State how many lines in the listing below contain the string "positive", counting only matches with the same capitalization. Reply with the number alone.

- - -

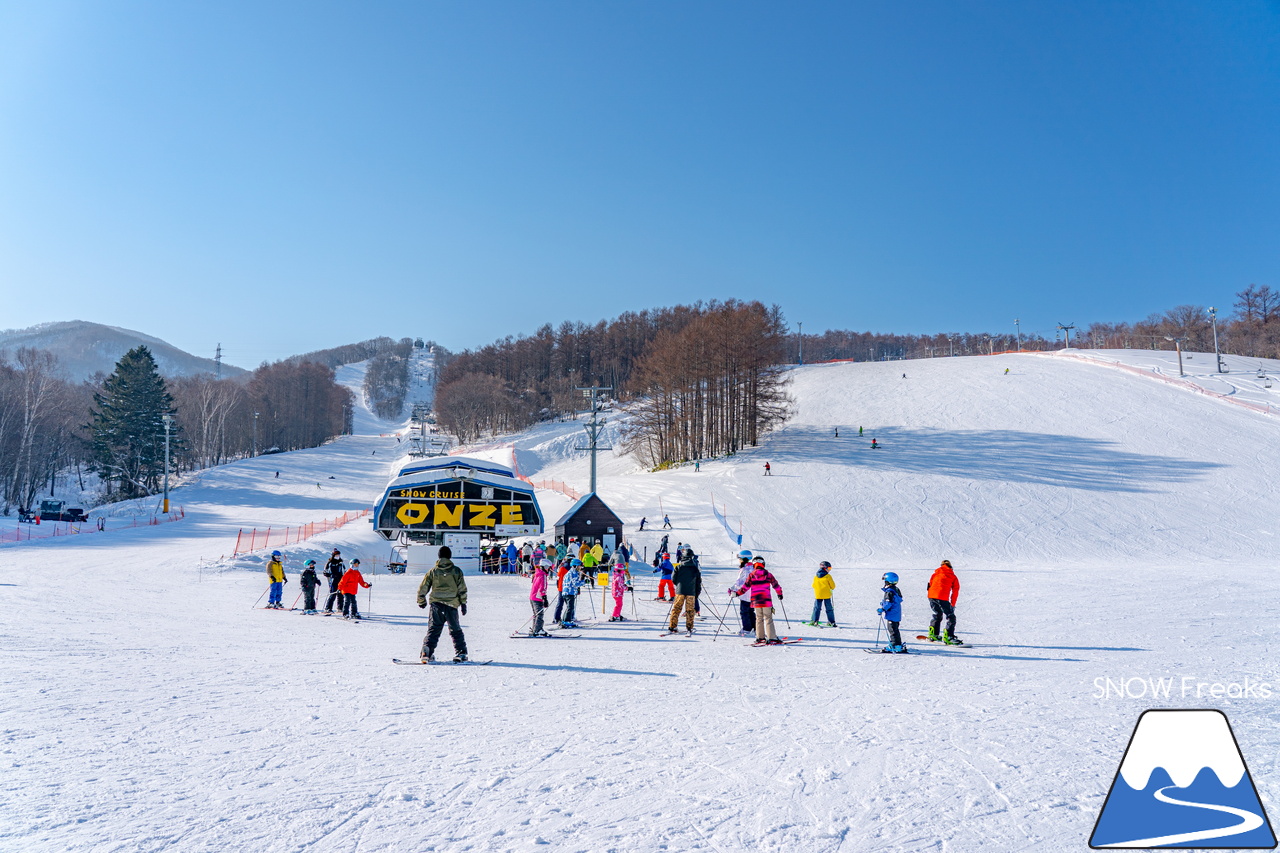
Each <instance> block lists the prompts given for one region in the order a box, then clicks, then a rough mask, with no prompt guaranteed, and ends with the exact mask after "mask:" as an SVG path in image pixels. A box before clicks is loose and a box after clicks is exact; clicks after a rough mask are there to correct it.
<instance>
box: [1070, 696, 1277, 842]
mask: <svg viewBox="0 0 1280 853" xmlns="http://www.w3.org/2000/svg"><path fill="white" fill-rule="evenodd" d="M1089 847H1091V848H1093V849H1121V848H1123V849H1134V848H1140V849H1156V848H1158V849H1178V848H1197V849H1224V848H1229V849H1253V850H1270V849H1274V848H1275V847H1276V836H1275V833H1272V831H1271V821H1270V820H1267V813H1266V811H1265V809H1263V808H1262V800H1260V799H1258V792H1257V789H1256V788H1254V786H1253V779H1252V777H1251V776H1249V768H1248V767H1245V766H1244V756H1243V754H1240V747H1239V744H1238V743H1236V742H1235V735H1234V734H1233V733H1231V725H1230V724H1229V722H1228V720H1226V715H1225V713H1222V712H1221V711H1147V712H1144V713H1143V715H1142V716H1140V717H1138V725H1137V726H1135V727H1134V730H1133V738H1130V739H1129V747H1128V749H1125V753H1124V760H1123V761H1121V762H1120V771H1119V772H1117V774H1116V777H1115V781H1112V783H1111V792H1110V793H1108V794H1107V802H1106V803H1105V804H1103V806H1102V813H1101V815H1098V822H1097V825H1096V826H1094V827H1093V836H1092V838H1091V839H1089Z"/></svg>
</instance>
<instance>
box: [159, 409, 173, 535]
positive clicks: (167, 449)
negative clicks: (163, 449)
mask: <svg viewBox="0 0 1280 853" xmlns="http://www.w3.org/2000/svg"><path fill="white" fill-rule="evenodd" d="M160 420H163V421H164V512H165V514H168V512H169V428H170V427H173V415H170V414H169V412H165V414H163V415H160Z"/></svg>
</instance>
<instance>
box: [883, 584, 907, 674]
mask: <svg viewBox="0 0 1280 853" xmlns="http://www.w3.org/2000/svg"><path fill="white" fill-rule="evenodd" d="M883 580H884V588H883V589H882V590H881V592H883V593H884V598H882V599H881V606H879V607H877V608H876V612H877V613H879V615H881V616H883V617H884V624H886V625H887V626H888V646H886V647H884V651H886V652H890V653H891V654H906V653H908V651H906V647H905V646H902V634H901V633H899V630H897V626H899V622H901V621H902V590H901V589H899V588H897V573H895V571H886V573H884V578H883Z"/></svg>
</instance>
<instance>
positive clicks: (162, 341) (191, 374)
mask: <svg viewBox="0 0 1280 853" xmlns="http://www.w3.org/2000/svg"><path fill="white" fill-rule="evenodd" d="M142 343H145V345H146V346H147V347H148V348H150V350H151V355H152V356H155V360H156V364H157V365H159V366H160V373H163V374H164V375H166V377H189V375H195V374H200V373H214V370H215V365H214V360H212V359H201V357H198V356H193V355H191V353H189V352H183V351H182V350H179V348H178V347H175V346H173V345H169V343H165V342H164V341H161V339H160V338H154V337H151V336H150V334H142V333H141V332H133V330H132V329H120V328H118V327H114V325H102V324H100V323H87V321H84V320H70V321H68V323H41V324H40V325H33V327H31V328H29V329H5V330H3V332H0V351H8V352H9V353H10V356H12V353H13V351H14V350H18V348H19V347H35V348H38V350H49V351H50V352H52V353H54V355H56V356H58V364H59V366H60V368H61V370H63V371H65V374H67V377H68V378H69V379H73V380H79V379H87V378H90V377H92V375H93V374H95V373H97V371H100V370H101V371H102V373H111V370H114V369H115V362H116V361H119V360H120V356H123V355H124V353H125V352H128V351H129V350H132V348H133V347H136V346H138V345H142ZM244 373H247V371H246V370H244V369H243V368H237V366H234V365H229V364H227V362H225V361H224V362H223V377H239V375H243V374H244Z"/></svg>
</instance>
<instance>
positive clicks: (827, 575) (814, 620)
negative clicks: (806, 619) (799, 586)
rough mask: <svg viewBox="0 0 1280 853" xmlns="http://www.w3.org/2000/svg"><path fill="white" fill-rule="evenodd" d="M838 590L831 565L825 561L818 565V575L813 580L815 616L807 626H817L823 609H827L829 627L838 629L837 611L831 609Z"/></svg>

- - -

**Response area:** 3